**Objective A**:
Reproduce the listing that comes after the passage on graph storage, line for line, and omit the picture.

**Extract**:

In terms of speed, we focused on optimizing the most common operations, which are iterating over all the elements and consult nodes’ neighbors. Typically, a layout algorithm needs to read the neighbors of every node at each iteration. Neighbors can’t simply be an unsorted list because of the removal complexity: to remove a node, you need to know where it is. The current Gephi graph structure uses a binary tree to store the node’s neighbors. Although the complexity is logarithmic, every node in the tree takes extra memory and logarithmic complexity is still suboptimal. After isolating the problem in a benchmark, we found that using a double linked-list is the best solution for our requirements and achieves a O(1) complexity, as it fulfills both a quick iteration and quick update. Here is a snapshot of the solution:

Every edge has 4 integer pointers to the next in/out predecessor and successors and a separate dictionary would help to find the right edge based on the source and destination pointers. Each node has a pointer to the first edge in the linked list (i.e the head). Node ids are integers (32 bits) so one can easily create a long->Edge dictionary by encoding the source and destination node into a single long number (64 bits). The diagram intentionally leaves out the multigraph support for simplicity. In reality, nodes can have multiple head pointers, one for each edge type. Each edge type is represented by a integer index.

**Objective B**:
Write the next part of the passage above on Gephi's graph structure, starting after its final sentence.

**Records for processing**:

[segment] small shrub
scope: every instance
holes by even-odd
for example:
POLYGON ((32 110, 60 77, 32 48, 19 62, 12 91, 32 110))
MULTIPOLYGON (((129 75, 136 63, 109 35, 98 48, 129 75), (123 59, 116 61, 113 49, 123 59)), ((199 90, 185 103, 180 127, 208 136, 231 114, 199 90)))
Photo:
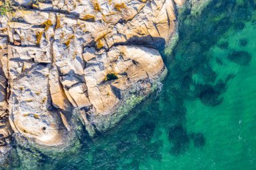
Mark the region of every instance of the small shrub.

**Exercise response A**:
[segment] small shrub
scope: every instance
holes by even-odd
for example:
POLYGON ((32 110, 60 77, 32 48, 19 62, 12 91, 32 110))
MULTIPOLYGON (((129 75, 136 63, 109 35, 98 48, 129 75), (123 59, 116 61, 113 49, 123 59)), ((199 90, 185 103, 180 127, 208 136, 231 114, 199 90)))
Photo:
Mark the region of every instance of the small shrub.

**Exercise response B**:
Views

Views are one of the most useful aspects of Gephi’s graph structure and are mainly used behind the scenes in the Filter module. A view is a graph subset (i.e. a subgraph) which remains connected to the main structure, so if a node is removed from the graph, it’s removed from the views as well. For instance, when users create a ‘Degree Filter’, Gephi creates a view and removes all the nodes which don’t fulfill the degree threshold. Multiple views can co-exist at any time in the graph structure. In the current graph structure, a node tree complete copy is done for every view and we found that this can be very inefficient.

In the new version, the way views are implemented is very different and should yield to better performance. Instead of doing a copy of the nodes, we maintain bit-vectors for nodes and edges. Because these elements are stored in large arrays with a unique identifier, it’s easy to create and maintain a bit-vector. When developers obtain the ‘Graph’ object for a particular view, the bit-vectors are used behind the scenes to adapt iterators and accessors. This solution should make filtering for large graphs much quicker. One drawback is that whereas the current implementation copies and then trims the view, GraphStore work with bit-vectors but continues to access the complete graph. In other words, if the view represents only 1% of the original graph, it still needs to iterate over the 100% to find which elements are the 1%. Even though this sounds bad, our benchmarks show it’s a very fast operation and we win overall because of the reduced overhead of duplicating the graph. Moreover, we can introduce some caching later to optimize this further.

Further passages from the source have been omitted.